### Задание:
Пожалуйста, определите, согласуются ли с фрагментом текста ниже следующие утверждения. Для каждого ответьте «да» или «нет» и дословно приведите решающие слова из фрагмента.
1. Алексей Гаскаров и Александр Марголин получили по 3,5 года колонии общего режима.
2. Елена Кохтарева приговорена к реальному сроку.
3. Денис Луцкевич отбывает срок в ИК-6 Рязанской области.

### Фрагмент текста:
━━━━━━━━

Замоскворецкий суд Москвы приговорил к реальным срокам трех фигурантов второго «Болотного дела»: Алексей Гаскаров и Александр Марголин получили по 3,5 года колонии общего режима; Илья Гущин, частично признавший вину, — 2,5 года общего режима; Елена Кохтарева, полностью раскаявшаяся, — 3 года и 3 месяца условно
Активисты развернули транспарант у здания Замоскворецкого суда. 18 августа 2014 г. /фото: Кристина Кормилицына
Алексей Гаскаров, 29 лет, лидер движения «Антифа», задержан 28 апреля 2013 года. По версии обвинения, Гаскаров «применил физическое насилие, схватив одного полицейского бойца Ибатуллина за ногу», а другого — «двумя руками за левую руку»:
На оглашение вердикта я взял с собой текст приговора, вынесенного первой группе «болотников» судьей Никишиной. Пронести его в зал суда мне не удалось — запретили, но я его уже читал раньше, и когда судья Наталья Сусина стала зачитывать приговор, мысленно стал сравнивать… Так вот, мне показалось: все обоснования нашей вины, изложенные судьей Сусиной, слово в слово совпадают с тем, что постановила в своем приговоре судья Наталья Никишина*.
*Приговор вынесен 24 февраля судьей Замоскворецкого суда Москвы Натальей Никишиной.
**Всего по «Болотному делу» к реальным срокам наказания осуждено 13 человек. Фигуранты «первой волны» уже разъехались из СИЗО по колониям: Андрей Барабанов (3 года и 7 месяцев), Алексей Полихович (3,5 года) и Артем Савелов (2 года и 7 месяцев) — в ИК-6 Рязанской области в поселке Стенькино, Денис Луцкевич (3,5 года) — в ИК-2 Тульской области в городе Тула, Степан Зимин (3,5 года) и Максим Лузянин (4,5 года) — в ИК-6 в городе Новомосковск Тульской области, Ярослав Белоусов (2,5 года) идет по этапу в сторону Пятигорска; а Сергей Кривов (4 года) — в сторону Брянска.

━━━━━━━━

### Исходные данные:

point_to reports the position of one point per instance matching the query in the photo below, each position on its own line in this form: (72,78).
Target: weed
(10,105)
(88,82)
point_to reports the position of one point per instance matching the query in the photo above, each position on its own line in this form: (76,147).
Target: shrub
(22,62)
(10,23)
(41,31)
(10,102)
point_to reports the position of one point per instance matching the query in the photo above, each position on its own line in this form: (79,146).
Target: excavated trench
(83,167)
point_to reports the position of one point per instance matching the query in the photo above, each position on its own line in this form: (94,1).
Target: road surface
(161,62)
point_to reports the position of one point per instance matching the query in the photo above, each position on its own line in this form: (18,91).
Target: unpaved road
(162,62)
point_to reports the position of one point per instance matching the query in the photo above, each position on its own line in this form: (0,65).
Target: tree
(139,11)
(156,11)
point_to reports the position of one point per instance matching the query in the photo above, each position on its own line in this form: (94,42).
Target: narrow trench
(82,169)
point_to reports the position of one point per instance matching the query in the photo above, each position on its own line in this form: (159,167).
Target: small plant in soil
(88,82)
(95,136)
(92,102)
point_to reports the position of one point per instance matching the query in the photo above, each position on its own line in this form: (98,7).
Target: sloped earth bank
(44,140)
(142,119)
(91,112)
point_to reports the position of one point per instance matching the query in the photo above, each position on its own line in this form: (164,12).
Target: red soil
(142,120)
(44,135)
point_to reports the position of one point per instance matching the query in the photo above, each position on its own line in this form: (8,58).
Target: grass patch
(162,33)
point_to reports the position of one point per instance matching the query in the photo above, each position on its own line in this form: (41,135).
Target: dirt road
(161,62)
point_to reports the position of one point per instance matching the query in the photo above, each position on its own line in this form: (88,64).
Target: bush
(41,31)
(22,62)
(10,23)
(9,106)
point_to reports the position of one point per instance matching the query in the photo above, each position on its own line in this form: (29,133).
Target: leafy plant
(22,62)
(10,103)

━━━━━━━━

### Решение задания:
1. Да: «Алексей Гаскаров и Александр Марголин получили по 3,5 года колонии общего режима».
2. Нет: «Елена Кохтарева, полностью раскаявшаяся, — 3 года и 3 месяца условно».
3. Нет: «Денис Луцкевич (3,5 года) — в ИК-2 Тульской области в городе Тула».